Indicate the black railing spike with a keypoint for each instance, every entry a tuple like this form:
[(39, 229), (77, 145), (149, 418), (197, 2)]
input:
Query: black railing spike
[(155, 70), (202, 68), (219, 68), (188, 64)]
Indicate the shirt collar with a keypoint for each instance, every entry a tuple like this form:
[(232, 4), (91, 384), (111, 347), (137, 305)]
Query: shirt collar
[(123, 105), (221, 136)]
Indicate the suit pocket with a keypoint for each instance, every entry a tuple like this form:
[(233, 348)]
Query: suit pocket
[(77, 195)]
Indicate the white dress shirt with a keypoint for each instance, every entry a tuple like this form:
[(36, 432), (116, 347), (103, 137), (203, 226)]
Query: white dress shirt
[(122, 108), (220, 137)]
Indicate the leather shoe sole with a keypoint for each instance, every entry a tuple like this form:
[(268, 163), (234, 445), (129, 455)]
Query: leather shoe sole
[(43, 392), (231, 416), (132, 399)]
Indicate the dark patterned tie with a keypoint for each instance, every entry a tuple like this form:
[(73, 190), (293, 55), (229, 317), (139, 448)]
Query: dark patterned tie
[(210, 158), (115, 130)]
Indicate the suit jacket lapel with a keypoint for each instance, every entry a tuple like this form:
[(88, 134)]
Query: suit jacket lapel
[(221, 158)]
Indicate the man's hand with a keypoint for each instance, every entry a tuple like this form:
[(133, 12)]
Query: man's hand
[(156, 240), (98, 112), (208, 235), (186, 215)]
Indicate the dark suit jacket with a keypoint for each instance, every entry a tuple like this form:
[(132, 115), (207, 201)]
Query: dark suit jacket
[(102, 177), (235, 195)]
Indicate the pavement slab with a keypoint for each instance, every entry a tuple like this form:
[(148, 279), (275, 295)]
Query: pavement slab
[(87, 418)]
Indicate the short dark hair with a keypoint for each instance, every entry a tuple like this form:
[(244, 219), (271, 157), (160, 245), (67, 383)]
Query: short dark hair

********************

* _How to complete this task_: Copy out the full listing so that each line matches exactly.

* _Task response_:
Indicate the black railing spike with a keypoint for each instance, every entry a tuple like this form:
[(39, 229), (77, 145), (149, 418), (197, 2)]
input:
Query: black railing spike
[(155, 70), (202, 68), (219, 68), (188, 64)]
Indicate the shirt collar with a keypoint for each instance, every entry a tuple like this form:
[(232, 4), (91, 384), (111, 347), (137, 305)]
Query: shirt collar
[(123, 105), (221, 136)]
Indicate the suit pocket with a keypoint for each instance, every entry a tuple like this form:
[(233, 348)]
Query: suit pocket
[(77, 195)]
Indicate the white dress shirt with a keypoint for each instance, every entry a tuple like this form:
[(36, 432), (116, 347), (103, 137), (203, 226)]
Query: white dress shirt
[(122, 108), (220, 137)]
Indicate the leather shoe sole with a keypoint for each instance, every entry a tuple like this form:
[(268, 163), (234, 445), (129, 455)]
Query: leather shoe sole
[(43, 392), (231, 416), (132, 399)]
Indicate the dark patterned tie with a keypoint for each instance, every entry a tuple like this form:
[(73, 190), (293, 55), (229, 317), (139, 448)]
Query: dark patterned tie
[(210, 158), (115, 130)]
Indicate the suit jacket lapel with a keypoint for each instance, every entry a tuple like this form:
[(88, 134)]
Query: suit jacket lapel
[(221, 158)]
Indicate the man's hand with a keypoint for each instance, every entry a tuple like this form:
[(133, 12)]
Query: man's hand
[(156, 240), (98, 112), (208, 235), (186, 215)]
Indicate the dark suit jacket with a keypoint for each instance, every entry a tuple like this form:
[(132, 115), (207, 201)]
Query: dark suit jacket
[(102, 177), (235, 195)]
Indicate the pavement slab with a keypoint for each instance, every entry a tuple like this form:
[(148, 279), (275, 295)]
Query: pavement slab
[(87, 418)]
Indicate the short dark hair with a keypoint for each instance, every entry a tuple like this form:
[(244, 219), (271, 157), (160, 245), (67, 383)]
Query: short dark hair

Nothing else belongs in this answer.